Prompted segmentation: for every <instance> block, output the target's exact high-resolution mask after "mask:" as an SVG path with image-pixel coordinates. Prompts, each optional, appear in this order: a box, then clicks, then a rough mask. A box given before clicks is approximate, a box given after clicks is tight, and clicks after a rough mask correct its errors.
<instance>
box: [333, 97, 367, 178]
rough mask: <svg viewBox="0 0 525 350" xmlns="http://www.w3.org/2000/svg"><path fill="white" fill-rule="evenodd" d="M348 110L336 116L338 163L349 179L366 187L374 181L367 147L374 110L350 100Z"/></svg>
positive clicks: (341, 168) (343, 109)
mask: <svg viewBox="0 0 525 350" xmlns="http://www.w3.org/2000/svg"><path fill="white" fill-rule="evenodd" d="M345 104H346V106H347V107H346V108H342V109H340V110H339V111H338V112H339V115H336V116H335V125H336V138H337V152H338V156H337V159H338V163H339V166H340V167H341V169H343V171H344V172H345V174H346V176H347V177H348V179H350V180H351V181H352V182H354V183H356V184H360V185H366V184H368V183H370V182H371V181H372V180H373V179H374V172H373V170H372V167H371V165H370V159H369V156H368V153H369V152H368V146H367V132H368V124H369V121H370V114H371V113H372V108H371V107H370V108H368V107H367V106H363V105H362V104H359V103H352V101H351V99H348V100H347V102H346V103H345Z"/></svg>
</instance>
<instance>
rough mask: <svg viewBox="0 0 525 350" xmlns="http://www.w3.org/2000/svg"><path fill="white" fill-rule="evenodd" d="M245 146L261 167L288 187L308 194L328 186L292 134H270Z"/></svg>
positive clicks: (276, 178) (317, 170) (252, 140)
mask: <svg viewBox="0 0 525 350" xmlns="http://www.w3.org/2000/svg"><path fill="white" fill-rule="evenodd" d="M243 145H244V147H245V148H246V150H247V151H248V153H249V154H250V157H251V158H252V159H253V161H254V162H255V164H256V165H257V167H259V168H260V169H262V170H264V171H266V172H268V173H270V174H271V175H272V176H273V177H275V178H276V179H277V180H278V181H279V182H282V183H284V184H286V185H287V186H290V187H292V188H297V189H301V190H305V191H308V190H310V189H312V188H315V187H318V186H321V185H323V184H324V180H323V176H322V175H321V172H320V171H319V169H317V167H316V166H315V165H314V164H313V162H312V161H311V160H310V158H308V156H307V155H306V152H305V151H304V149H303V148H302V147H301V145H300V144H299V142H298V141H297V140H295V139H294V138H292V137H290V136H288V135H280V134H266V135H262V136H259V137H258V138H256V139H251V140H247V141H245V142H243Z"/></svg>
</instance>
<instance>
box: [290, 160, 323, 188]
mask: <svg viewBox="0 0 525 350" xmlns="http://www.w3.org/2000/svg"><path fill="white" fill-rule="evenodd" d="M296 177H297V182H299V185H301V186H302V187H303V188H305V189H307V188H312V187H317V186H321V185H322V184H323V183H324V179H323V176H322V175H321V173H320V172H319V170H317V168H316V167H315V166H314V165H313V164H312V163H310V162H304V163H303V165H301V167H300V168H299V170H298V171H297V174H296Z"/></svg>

■ Directions for this task:
Rewrite the material above, replacing "rough mask" with "coarse mask" everywhere it occurs and leaving everything else unchanged.

■ Exercise answer:
Prompted segmentation: for every <instance> block, output the target's exact high-resolution mask after "mask:" as an SVG path with image-pixel coordinates. Prompts, each optional, appear in this order: a box, then clicks, then a coarse mask. A box given before clicks is approximate, a box given after clicks is tight, and clicks after a coarse mask correct its errors.
<instance>
box: [333, 97, 367, 178]
coarse mask: <svg viewBox="0 0 525 350" xmlns="http://www.w3.org/2000/svg"><path fill="white" fill-rule="evenodd" d="M348 110L336 116L338 163L349 179L366 187L374 181L367 147L374 110L350 100Z"/></svg>
positive clicks: (341, 168) (343, 109)
mask: <svg viewBox="0 0 525 350" xmlns="http://www.w3.org/2000/svg"><path fill="white" fill-rule="evenodd" d="M345 104H346V106H347V107H346V108H342V109H340V110H339V111H338V112H339V115H336V116H335V125H336V138H337V152H338V156H337V159H338V163H339V166H340V167H341V169H343V171H344V172H345V174H346V176H347V177H348V179H350V180H351V181H352V182H354V183H356V184H360V185H366V184H368V183H370V182H371V181H372V180H373V179H374V172H373V170H372V167H371V165H370V159H369V156H368V153H369V152H368V146H367V132H368V124H369V121H370V114H371V113H372V108H371V107H370V108H368V107H367V106H363V105H362V104H359V103H352V101H351V99H348V100H347V102H346V103H345Z"/></svg>
</instance>
<instance>
coarse mask: <svg viewBox="0 0 525 350" xmlns="http://www.w3.org/2000/svg"><path fill="white" fill-rule="evenodd" d="M245 146L261 167L288 187L308 194L328 186L292 134H270Z"/></svg>
positive clicks: (276, 178) (317, 170) (252, 140)
mask: <svg viewBox="0 0 525 350" xmlns="http://www.w3.org/2000/svg"><path fill="white" fill-rule="evenodd" d="M243 145H244V147H245V148H246V150H247V151H248V153H249V154H250V157H251V158H252V159H253V161H254V162H255V164H256V165H257V167H259V168H260V169H262V170H264V171H266V172H268V173H270V174H271V175H272V176H273V177H275V178H276V179H277V180H278V181H279V182H282V183H284V184H286V185H287V186H290V187H292V188H297V189H301V190H305V191H308V190H310V189H312V188H315V187H318V186H321V185H323V184H324V180H323V176H322V175H321V172H320V171H319V169H317V167H316V166H315V165H314V164H313V162H312V161H311V160H310V158H308V156H307V155H306V152H305V151H304V149H303V148H302V147H301V145H300V144H299V142H298V141H297V140H295V139H294V138H292V137H290V136H288V135H280V134H266V135H262V136H259V137H258V138H256V139H251V140H247V141H245V142H243Z"/></svg>
</instance>
<instance>
box: [290, 160, 323, 188]
mask: <svg viewBox="0 0 525 350" xmlns="http://www.w3.org/2000/svg"><path fill="white" fill-rule="evenodd" d="M296 177H297V182H299V185H301V186H302V187H303V188H305V189H307V188H312V187H317V186H321V185H322V184H323V183H324V179H323V176H322V175H321V173H320V172H319V170H317V168H316V167H315V166H314V165H313V164H312V163H310V162H304V163H303V165H301V167H300V168H299V170H298V171H297V174H296Z"/></svg>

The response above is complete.